═══ TEXT SHOWN ═══
Gatti's farming background and love of plants equipped him for his labours, which with assistance from Council helped to transform the reserve into an attractive space. The reserve was further improved in July 1885, when gas lamps were installed in and around it, partly as a result of representations by Gatti, whose labours were supported by casual workers part-funded by the colonial government. He was a busy man, for he also maintained the Roman Catholic section of the Armidale cemetery, and also the grounds of the nearby Cathedral and Ursuline convent. Gatti campaigned against vandalism by "a wanton set of turbulent youths" who tore up many plants, and asked Council to prohibit public meetings within the park. His efforts with regard to both the park and the cathedral garden are said to have stimulated the development of public and private gardens of Armidale.

Gatti laid out the park, which by 1884 was established according to his design. The four corners were linked with diagonal gravel crossing paths, themselves linked by a circular path, defined by plantings, at their intersections. Slightly inset from the four sides of the park were paths forming a promenade; these were also defined by plantings to the extent that they were described as avenues. The grassy inner section featured grouped ornamental plantings. In 1884, too, commenced the Public Parks Act 1884 (NSW), which allowed Councils to be appointed as park trustees, cleverly devolving to them the associated costs and responsibilities.

After Gatti's death from influenza and bronchitis in November 1891 aged 58, it was proposed that a memorial to his life be constructed within the reserve; but in the event this took the form of a chapel, completed in 1892, near his grave in Armidale cemetery.

===Central Park and its war memorials===
By 1890 Reserve No. 8 had become known as Armidale Park, probably in recognition of its transformation into a desirable space; but by 1892 the title of Central Park (or 'The Central Park') had been settled upon to differentiate it from East End Park (now McDonald Park) and West End Park (now Lambert Park). The reserve had taken on the character of a town square, and became a favoured location for public gatherings and performances. This was encouraged by the progressive construction of ecclesiastical and other community buildings addressing the park. By late 1900 the local Fire Brigade and Citizen's Committee had decided to erect, at the intersection of the diagonal pathways, a band rotunda as a memorial to local South African (Boer) War volunteers. Council resolved to permit its erection, but insisted that it be erected not at the central crossing, but further south. A majority of the aldermen appear to have considered that the intersection should be reserved for a much more formal Council-sponsored monument.

As Ken Inglis has shown, in planning their memorials most Australian communities opted for pure monumentality, rather than practicality, on the grounds that such things should be elevated above the vernacular. In erecting a memorial rotunda, Armidale joined a select club including only Mudgee and Charters Towers. The rotunda was dedicated on St. Patrick's Day 1902 by Mrs Margaret White, wife of F. J. White of Saumarez, in a ceremony supported by both the public and the military, and specifically by the Irish National Association in conjunction with its annual rally. Designed by local architect William Henderson Lee and executed by Richard Moffatt, the structure was encircled by an ornamental fence of posts, twisted bars and chains.

In 1902 another memorial, consisting of a fountain on a plinth of simple pink granite, was dedicated in memory of William Murray, a highly esteemed local doctor and sometime Mayor. Murray was commemorated, also, by a fountain and horse trough outside the Court House.
═══
> BRIEF 1:
In the park history, why had the reserve's name been settled as Central Park by 1892?
> BRIEF 2:
Copy word for word the passage of the park history that begins at the words "In 1902 another" and stops after "the Court House.".
> BRIEF 3:
Check each statement against the park history, answering yes or no and quoting the words that settle it: (a) Gatti died in November 1891 at age 58. (b) The memorial band rotunda was put up at the intersection of the diagonal pathways. (c) Gas lamps were installed in and around the reserve in July 1885.
═══ INFORMATION PROVIDED ═══
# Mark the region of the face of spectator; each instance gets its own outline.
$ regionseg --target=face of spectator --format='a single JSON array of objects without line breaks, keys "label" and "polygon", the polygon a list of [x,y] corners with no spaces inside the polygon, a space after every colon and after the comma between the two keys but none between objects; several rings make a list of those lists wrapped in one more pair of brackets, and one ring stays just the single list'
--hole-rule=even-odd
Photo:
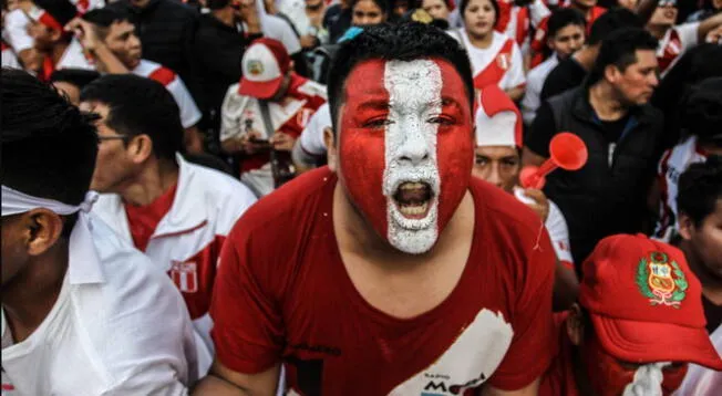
═══
> EXERCISE RESULT 1:
The name Central Park was adopted to differentiate the reserve from East End Park (now McDonald Park) and West End Park (now Lambert Park).

> EXERCISE RESULT 2:
In 1902 another memorial, consisting of a fountain on a plinth of simple pink granite, was dedicated in memory of William Murray, a highly esteemed local doctor and sometime Mayor. Murray was commemorated, also, by a fountain and horse trough outside the Court House.

> EXERCISE RESULT 3:
(a) Yes: "After Gatti's death from influenza and bronchitis in November 1891 aged 58"
(b) No: "insisted that it be erected not at the central crossing, but further south"
(c) Yes: "The reserve was further improved in July 1885, when gas lamps were installed in and around it"